--- Start Material provided ---

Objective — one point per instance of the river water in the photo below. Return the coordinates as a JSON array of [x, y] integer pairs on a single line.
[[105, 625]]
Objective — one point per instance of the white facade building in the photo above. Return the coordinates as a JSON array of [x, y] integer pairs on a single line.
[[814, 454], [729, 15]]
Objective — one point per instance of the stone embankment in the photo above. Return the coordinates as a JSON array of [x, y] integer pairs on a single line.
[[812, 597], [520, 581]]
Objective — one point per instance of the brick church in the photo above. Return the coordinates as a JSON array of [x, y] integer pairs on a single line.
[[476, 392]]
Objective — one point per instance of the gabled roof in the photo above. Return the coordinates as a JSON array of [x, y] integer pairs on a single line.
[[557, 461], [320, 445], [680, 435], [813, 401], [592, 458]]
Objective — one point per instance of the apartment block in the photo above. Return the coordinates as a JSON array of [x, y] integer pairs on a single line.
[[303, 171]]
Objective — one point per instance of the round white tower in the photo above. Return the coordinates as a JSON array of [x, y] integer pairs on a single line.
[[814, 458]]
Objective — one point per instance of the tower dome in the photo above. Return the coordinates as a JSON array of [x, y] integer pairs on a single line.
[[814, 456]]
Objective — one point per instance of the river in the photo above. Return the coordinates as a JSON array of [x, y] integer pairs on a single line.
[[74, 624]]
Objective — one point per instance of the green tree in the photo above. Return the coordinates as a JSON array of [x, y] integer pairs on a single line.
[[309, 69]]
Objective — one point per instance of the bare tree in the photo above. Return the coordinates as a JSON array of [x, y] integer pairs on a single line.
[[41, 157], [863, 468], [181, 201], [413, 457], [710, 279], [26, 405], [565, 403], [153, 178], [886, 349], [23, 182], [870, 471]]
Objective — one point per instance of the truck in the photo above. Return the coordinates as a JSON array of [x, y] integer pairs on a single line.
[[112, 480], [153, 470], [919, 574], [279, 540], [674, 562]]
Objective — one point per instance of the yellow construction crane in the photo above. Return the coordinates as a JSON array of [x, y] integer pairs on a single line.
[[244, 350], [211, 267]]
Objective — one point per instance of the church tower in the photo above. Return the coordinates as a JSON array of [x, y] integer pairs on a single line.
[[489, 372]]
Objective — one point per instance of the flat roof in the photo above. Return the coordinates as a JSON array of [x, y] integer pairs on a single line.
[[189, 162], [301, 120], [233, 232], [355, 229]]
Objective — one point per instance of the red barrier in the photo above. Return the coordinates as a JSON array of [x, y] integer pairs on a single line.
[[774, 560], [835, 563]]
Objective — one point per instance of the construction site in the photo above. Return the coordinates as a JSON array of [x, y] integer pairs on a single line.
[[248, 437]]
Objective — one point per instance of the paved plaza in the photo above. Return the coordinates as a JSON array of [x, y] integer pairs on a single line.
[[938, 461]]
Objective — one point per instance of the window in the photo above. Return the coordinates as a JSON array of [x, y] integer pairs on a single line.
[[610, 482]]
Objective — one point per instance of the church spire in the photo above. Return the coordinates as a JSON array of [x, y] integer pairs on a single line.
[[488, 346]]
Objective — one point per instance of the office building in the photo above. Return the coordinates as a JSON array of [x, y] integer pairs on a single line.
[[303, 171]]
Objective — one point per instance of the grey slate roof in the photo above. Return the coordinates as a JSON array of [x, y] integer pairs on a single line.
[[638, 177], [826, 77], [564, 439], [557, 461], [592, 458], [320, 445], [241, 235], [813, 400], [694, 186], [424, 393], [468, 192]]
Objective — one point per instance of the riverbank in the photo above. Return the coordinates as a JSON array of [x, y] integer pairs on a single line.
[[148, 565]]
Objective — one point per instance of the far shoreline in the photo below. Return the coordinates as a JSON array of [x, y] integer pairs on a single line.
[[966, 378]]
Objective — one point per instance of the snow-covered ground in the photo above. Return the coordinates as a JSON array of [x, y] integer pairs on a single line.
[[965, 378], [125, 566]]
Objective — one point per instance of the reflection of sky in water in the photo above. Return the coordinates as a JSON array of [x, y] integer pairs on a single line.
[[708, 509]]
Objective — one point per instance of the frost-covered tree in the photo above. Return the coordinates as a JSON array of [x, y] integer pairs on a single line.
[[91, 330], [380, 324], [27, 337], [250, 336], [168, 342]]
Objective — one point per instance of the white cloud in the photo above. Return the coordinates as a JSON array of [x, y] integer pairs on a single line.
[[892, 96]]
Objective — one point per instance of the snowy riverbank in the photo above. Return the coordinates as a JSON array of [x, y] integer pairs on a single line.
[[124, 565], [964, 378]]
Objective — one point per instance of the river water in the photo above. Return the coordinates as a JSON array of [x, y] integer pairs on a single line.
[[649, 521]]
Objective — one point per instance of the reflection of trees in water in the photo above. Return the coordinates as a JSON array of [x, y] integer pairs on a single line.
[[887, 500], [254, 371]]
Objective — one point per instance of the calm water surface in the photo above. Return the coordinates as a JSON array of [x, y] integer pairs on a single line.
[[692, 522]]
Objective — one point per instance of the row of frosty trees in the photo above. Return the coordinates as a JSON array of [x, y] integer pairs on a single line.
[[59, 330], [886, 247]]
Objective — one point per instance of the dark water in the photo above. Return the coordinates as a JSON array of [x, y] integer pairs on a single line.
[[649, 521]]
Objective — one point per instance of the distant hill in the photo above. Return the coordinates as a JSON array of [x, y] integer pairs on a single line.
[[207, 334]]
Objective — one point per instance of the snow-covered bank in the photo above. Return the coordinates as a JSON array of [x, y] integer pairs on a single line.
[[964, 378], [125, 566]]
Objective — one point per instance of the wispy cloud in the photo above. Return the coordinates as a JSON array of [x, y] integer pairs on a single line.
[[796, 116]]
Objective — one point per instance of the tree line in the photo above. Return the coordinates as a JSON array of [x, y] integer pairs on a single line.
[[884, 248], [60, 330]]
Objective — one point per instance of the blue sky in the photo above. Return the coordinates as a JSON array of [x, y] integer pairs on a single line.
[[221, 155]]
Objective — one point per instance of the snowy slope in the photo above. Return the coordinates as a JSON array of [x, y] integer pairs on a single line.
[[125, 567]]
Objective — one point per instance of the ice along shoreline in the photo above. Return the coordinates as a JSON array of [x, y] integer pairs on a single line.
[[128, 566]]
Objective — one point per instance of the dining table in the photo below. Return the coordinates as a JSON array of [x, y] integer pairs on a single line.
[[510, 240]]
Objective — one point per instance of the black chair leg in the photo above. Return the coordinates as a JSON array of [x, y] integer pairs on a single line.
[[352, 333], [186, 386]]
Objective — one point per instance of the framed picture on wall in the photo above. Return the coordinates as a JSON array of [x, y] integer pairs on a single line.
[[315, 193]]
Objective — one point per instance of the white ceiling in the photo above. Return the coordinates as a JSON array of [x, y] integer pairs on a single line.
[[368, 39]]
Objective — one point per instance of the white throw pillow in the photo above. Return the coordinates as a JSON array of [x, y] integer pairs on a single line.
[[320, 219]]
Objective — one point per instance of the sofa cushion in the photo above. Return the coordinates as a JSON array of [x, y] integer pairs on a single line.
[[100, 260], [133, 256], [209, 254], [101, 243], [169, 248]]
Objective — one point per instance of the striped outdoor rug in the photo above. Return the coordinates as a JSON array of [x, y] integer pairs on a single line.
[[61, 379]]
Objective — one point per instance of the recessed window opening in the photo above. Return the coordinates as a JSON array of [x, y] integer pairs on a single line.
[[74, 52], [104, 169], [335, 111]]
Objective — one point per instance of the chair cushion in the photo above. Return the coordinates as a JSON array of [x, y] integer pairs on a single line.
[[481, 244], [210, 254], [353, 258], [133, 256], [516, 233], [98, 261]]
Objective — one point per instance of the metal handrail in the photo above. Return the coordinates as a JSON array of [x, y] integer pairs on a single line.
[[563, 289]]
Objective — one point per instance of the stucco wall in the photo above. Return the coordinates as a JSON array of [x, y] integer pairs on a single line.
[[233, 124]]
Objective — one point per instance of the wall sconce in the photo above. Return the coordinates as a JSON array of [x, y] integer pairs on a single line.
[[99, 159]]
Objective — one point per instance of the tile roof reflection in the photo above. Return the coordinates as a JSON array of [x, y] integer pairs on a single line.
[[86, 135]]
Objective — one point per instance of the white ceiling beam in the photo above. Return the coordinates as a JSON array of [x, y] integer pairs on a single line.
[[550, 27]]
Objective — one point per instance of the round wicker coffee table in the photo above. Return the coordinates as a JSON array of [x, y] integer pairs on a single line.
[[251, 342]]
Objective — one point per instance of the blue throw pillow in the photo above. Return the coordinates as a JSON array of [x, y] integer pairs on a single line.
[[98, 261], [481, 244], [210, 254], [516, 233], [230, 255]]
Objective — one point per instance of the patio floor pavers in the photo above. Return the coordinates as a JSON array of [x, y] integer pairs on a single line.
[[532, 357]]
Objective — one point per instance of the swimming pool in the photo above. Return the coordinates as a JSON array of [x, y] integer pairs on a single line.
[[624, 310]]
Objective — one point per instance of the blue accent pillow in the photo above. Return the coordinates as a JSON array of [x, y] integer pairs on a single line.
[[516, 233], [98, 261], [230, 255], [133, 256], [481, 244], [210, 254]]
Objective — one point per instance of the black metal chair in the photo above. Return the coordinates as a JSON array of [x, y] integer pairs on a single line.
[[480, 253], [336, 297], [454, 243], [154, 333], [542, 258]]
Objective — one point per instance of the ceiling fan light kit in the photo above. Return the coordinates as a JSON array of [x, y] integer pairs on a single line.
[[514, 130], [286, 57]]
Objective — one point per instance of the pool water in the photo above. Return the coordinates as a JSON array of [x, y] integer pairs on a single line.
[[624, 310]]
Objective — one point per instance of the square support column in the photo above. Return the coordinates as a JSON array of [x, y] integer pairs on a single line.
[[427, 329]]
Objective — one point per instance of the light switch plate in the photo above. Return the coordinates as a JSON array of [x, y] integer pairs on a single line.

--- End Material provided ---

* **Task brief**: Reproduce the lines between the one holding "Objective — one point per instance of the row" and the one holding "[[221, 155]]", inclusive, without changing a character.

* **Correct output**:
Objective — one point per instance of the row of frosty trees in the photo above. Return the coordinates as a JSON array of [x, y] integer pairs on a single line.
[[59, 330], [886, 247]]
Objective — one point per instance of the dark water in the photo above. Return the coordinates as a JSON array of [x, y] integer pairs on a single line.
[[649, 521]]
Objective — one point per instance of the distant hill in the photo above. Return the coordinates as a JSON array of [x, y] integer pairs on a single line.
[[207, 334]]
Objective — one point per instance of the snow-covered bank in the photo above. Return the coordinates as a JSON array of [x, y] integer pairs on a single line.
[[964, 378], [125, 566]]
Objective — one point per instance of the wispy cloud in the photo above. Return the coordinates as a JSON array of [x, y] integer pairs on a single line.
[[796, 116]]
Objective — one point per instance of the tree line in the photo above. Return the coordinates as a JSON array of [x, y] integer pairs on a single line.
[[884, 248], [60, 330]]
Objective — one point per instance of the blue sky in the photo above. Return the coordinates as a JSON array of [x, y] integer pairs on a single line.
[[221, 155]]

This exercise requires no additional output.